▸ Entries from a pointing dataset
*****

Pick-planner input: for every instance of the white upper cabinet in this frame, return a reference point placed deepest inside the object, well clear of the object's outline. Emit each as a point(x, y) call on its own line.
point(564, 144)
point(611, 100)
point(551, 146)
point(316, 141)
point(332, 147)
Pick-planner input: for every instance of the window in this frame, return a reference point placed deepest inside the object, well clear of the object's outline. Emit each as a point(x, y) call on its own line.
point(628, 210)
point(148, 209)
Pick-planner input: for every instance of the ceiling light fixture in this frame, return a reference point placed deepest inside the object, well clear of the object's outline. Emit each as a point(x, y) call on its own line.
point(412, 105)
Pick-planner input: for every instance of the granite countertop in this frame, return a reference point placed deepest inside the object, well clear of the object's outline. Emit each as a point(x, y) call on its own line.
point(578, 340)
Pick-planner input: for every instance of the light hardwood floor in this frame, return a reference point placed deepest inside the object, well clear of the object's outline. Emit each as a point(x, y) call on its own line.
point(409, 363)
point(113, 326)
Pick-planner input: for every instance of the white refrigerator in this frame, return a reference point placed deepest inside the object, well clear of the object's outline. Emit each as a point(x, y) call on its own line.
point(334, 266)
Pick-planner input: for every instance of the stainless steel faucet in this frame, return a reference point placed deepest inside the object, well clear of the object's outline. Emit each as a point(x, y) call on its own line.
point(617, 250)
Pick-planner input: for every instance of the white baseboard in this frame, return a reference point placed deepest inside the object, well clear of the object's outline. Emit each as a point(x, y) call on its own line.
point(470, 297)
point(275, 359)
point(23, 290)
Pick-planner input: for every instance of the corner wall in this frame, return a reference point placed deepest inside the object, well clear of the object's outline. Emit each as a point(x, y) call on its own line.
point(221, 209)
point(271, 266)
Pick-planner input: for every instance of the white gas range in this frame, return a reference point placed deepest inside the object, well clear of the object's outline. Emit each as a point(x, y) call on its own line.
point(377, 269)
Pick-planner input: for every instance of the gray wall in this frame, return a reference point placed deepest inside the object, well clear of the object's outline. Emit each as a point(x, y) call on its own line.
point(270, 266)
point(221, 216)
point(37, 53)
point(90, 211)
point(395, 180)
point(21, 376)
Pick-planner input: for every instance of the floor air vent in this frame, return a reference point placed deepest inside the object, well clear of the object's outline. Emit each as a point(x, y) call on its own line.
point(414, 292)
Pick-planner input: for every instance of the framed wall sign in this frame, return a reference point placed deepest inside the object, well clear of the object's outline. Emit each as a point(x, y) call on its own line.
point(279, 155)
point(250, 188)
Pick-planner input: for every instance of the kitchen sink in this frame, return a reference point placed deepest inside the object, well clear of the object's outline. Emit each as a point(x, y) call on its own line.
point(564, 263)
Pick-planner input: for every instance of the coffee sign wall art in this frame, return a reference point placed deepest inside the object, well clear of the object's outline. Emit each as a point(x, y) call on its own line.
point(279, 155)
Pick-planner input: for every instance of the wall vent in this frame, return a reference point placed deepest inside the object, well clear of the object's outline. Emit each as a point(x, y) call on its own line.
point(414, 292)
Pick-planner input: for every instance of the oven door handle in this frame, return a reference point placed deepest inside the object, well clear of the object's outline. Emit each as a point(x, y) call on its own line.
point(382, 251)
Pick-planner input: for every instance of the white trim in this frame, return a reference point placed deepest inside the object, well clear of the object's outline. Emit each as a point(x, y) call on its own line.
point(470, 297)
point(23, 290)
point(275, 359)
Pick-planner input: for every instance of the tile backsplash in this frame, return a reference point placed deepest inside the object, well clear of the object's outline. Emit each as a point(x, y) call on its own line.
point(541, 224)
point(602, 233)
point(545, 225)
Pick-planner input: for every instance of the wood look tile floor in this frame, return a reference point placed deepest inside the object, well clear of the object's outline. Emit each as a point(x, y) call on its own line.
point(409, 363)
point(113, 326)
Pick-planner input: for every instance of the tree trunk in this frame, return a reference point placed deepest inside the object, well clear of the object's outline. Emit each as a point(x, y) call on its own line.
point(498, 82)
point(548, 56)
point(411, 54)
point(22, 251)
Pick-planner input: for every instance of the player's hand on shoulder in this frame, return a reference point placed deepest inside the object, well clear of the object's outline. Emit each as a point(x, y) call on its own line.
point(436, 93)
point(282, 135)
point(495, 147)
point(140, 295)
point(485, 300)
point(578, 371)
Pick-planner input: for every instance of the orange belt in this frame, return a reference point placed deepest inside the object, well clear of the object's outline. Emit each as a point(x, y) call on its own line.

*****

▸ What the exercise asks
Copy out the material above, swapping "Pick-planner input" for "Grasp-planner input" wherever it occurs and leaving all other text unchanged.

▸ Complete response
Grasp-planner input: for every instance of the white upper cabinet in this frame, return a reference point placed deepest inside the object, well clear of the object's outline. Emit each as a point(x, y) call on its own line.
point(564, 144)
point(611, 100)
point(551, 146)
point(316, 141)
point(332, 147)
Grasp-planner input: for every instance of the window in this frame, return a reference point placed deepest inside the object, well clear of the object's outline. Emit each as a point(x, y) call on its own line.
point(628, 210)
point(148, 209)
Grasp-planner input: for every instance of the ceiling light fixture in this frame, return a reference point placed deepest inside the object, well clear of the object's outline. Emit each as a point(x, y) call on its own line.
point(412, 105)
Grasp-planner input: for every instance of the granite countertop in this frame, return a reference point placed deepest inside the object, well clear of the object's outline. Emit each as a point(x, y) call on its own line.
point(578, 340)
Grasp-planner input: for every instance of the light hardwood floor in this frame, return a reference point placed deepest inside the object, well clear of the object's outline. Emit each as a point(x, y) call on its own line.
point(409, 363)
point(113, 326)
Grasp-planner input: for every instance of the white refrigerator in this frame, return a reference point placed deepest inside the object, well clear of the object's outline. Emit each as a point(x, y) call on its own line.
point(334, 266)
Grasp-planner input: for every instance of the stainless steel faucet in this frame, return a reference point placed deepest inside the object, well clear of the object's outline. Emit each as a point(x, y) call on its own line.
point(617, 250)
Grasp-planner input: for every instance of the white baseboard in this frame, return a reference point placed deepest inside the object, well clear of the object's outline. Emit each as a point(x, y) call on its own line.
point(470, 297)
point(275, 359)
point(23, 290)
Grasp-planner input: for every instance of the corner wall in this frame, return a reference point placed deepest inside the object, well clear of the object's outline. Emit each as a point(x, y) call on its own line.
point(221, 209)
point(271, 266)
Grasp-planner input: for every instance of the white gas range in this frame, return a reference point placed deepest inside the object, well clear of the object's outline. Emit each as a point(x, y) call on its own line.
point(377, 269)
Grasp-planner input: for every instance of the gray wall in this frame, return a reference point placed deepest inside the object, well clear of the object's outline. Emit each as a point(x, y) call on its own line.
point(270, 266)
point(221, 216)
point(37, 53)
point(90, 211)
point(395, 180)
point(21, 376)
Grasp-planner input: for every instance of the floor air vent in this frame, return a reference point placed deepest inside the object, well clear of the object's outline. Emit each as a point(x, y) call on its own line.
point(414, 292)
Grasp-planner input: for every instance of the framed wall sign in this frame, return a reference point placed deepest inside the object, well clear of the object's outline. Emit each as a point(x, y) call on its own line.
point(279, 155)
point(250, 188)
Grasp-planner input: for every instance of the kitchen sink in this frame, return a reference point placed deepest inside the object, well clear of the object's outline. Emit each as a point(x, y) call on its own line.
point(564, 263)
Grasp-planner input: for every instance of the coffee sign wall art in this frame, return a reference point placed deepest inside the object, well clear of the object's outline. Emit each as a point(x, y) call on its own line.
point(279, 155)
Grasp-planner input: for every instance of the wall vent in this frame, return a reference point placed deepest inside the object, well clear of the object's outline. Emit each as a point(x, y) call on its own line.
point(414, 292)
Grasp-planner input: for every instance of the oven door handle in this frame, return a reference point placed deepest inside the object, well clear of the object's outline. Emit each as a point(x, y) call on its own line.
point(382, 251)
Grasp-planner input: for every instance of the white trim in this frame, return a reference point placed deepest inside the object, well clear of the object's outline. Emit each as a point(x, y) call on its own line.
point(470, 297)
point(23, 290)
point(275, 359)
Grasp-planner input: for every instance of the tile backsplash in this frame, return a reference point placed deepest inside the object, well clear of the object's outline. Emit each as a point(x, y) call on its own line.
point(541, 224)
point(602, 233)
point(545, 225)
Grasp-planner input: for every instance of the wood look tile floor in this frame, return a reference point placed deepest inside the object, well clear of the object's outline. Emit each as a point(x, y) call on its own line.
point(409, 363)
point(113, 326)
Grasp-planner input: for every instance of the tree trunk in this frame, return a reference point placed deepest inside the object, well clear of the object's outline. Emit each as a point(x, y) call on its own line.
point(498, 82)
point(548, 56)
point(411, 54)
point(22, 251)
Grasp-planner input: for every instance of the player's hand on shoulder in this frame, return a reference point placed deepest inside the object, well clear of the object's outline. Emit each as a point(x, y) call on its own line.
point(436, 93)
point(282, 135)
point(495, 147)
point(140, 295)
point(485, 300)
point(578, 371)
Grasp-planner input: for every instance of the orange belt in this frame, return a reference point placed deepest inside the object, well clear of the object's outline. Emit each as a point(x, y) call on its own line.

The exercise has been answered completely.